● PROBLEM TO WORK ON
Copy out each line exactly as it appears.
_ _ _ _ _ _ _
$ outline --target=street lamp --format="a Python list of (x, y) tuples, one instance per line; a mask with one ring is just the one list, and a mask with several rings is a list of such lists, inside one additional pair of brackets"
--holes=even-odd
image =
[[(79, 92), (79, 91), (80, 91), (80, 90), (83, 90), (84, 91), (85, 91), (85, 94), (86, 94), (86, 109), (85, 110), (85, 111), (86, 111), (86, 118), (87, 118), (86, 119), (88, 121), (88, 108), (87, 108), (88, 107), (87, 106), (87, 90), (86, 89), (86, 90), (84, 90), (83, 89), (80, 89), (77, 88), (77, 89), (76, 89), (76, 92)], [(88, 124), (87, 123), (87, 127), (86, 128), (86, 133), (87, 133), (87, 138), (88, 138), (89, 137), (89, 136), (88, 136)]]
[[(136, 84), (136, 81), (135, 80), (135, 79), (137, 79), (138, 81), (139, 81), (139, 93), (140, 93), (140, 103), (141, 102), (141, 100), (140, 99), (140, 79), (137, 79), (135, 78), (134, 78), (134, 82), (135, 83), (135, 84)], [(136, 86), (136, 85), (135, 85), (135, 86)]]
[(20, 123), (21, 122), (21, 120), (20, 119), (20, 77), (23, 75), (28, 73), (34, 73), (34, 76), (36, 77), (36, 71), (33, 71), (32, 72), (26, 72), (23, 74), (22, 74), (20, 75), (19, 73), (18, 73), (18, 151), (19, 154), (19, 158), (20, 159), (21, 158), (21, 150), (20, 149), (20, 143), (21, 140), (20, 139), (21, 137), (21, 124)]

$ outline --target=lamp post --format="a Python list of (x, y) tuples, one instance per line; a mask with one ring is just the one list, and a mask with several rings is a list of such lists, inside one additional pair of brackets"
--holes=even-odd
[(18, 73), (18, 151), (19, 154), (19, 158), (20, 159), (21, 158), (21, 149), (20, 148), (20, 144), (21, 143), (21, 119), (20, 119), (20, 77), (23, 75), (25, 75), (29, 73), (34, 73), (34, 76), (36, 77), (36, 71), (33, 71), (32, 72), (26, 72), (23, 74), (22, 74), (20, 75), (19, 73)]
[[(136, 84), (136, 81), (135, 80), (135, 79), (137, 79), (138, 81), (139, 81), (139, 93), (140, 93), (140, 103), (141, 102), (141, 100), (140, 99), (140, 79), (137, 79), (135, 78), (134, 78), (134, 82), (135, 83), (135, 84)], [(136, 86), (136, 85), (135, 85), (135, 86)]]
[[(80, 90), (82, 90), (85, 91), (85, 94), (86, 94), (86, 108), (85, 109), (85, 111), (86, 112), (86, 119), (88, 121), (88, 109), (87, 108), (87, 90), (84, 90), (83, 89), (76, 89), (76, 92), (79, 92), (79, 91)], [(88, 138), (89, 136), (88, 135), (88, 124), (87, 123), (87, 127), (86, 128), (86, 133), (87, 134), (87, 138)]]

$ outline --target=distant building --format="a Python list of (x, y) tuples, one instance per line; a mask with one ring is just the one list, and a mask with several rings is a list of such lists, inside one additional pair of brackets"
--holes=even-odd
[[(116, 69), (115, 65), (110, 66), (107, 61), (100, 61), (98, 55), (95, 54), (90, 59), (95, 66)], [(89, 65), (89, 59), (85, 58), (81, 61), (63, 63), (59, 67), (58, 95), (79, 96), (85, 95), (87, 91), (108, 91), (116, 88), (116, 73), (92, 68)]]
_ _ _ _ _ _ _
● COMPLETE RESPONSE
$ outline --target=street lamp --format="a Python list of (x, y) tuples, one instance per line; a mask with one ring is just the one list, and a mask with several rings is a list of such lists, inside one additional pair of brackets"
--holes=even-odd
image =
[[(79, 92), (79, 91), (80, 91), (80, 90), (83, 90), (84, 91), (85, 91), (85, 94), (86, 94), (86, 109), (85, 110), (85, 111), (86, 111), (86, 118), (87, 118), (86, 119), (88, 121), (88, 108), (87, 108), (88, 107), (87, 106), (87, 90), (86, 89), (86, 90), (84, 90), (83, 89), (80, 89), (77, 88), (77, 89), (76, 89), (76, 92)], [(88, 124), (87, 123), (87, 127), (86, 128), (86, 133), (87, 133), (87, 138), (88, 138), (89, 137), (89, 136), (88, 136)]]
[[(136, 84), (136, 81), (135, 80), (135, 79), (137, 79), (138, 81), (139, 81), (139, 93), (140, 93), (140, 103), (141, 102), (141, 100), (140, 99), (140, 79), (137, 79), (135, 78), (134, 78), (134, 82), (135, 83), (135, 84)], [(136, 86), (136, 85), (135, 85), (135, 86)]]
[(20, 123), (21, 122), (21, 120), (20, 119), (20, 77), (23, 75), (28, 73), (34, 73), (34, 76), (36, 77), (36, 71), (33, 71), (32, 72), (26, 72), (23, 74), (22, 74), (20, 75), (19, 73), (18, 73), (18, 151), (19, 154), (19, 158), (20, 159), (21, 158), (21, 150), (20, 149), (20, 143), (21, 140), (20, 139), (21, 137), (21, 124)]

$ outline --target=lamp post --format="a Python list of (x, y) tuples, one instance per line; a mask with one ring is just the one list, and a mask with several rings is a list of such lists, inside one additional pair of brackets"
--holes=even-odd
[(18, 73), (18, 151), (19, 154), (19, 158), (20, 159), (21, 158), (21, 149), (20, 148), (20, 144), (21, 143), (21, 119), (20, 119), (20, 77), (23, 75), (25, 75), (29, 73), (34, 73), (34, 76), (36, 77), (36, 71), (33, 71), (32, 72), (26, 72), (23, 74), (22, 74), (20, 75), (19, 73)]
[[(136, 84), (136, 81), (135, 80), (135, 79), (137, 79), (138, 81), (139, 81), (139, 93), (140, 93), (140, 103), (141, 102), (141, 100), (140, 99), (140, 79), (137, 79), (135, 78), (134, 78), (134, 82), (135, 83), (135, 84)], [(136, 86), (136, 85), (135, 85), (135, 86)]]
[[(80, 90), (82, 90), (85, 91), (85, 94), (86, 94), (86, 108), (85, 109), (85, 111), (86, 112), (86, 119), (88, 121), (88, 109), (87, 108), (87, 90), (84, 90), (83, 89), (76, 89), (76, 92), (79, 92), (79, 91)], [(88, 138), (89, 136), (88, 135), (88, 124), (87, 123), (87, 127), (86, 128), (86, 133), (87, 134), (87, 138)]]

$ outline --target=distant building --format="a Python list of (x, y) tuples, one instance per line; a mask with one ring is just the one list, and a mask with several rings is a list of such lists, inside one additional pair of brackets"
--holes=even-odd
[[(116, 69), (115, 65), (110, 66), (107, 61), (100, 61), (98, 55), (95, 54), (90, 59), (95, 66)], [(89, 65), (89, 59), (85, 58), (81, 61), (63, 63), (59, 67), (58, 95), (79, 96), (85, 95), (87, 91), (108, 91), (116, 88), (116, 73), (92, 68)]]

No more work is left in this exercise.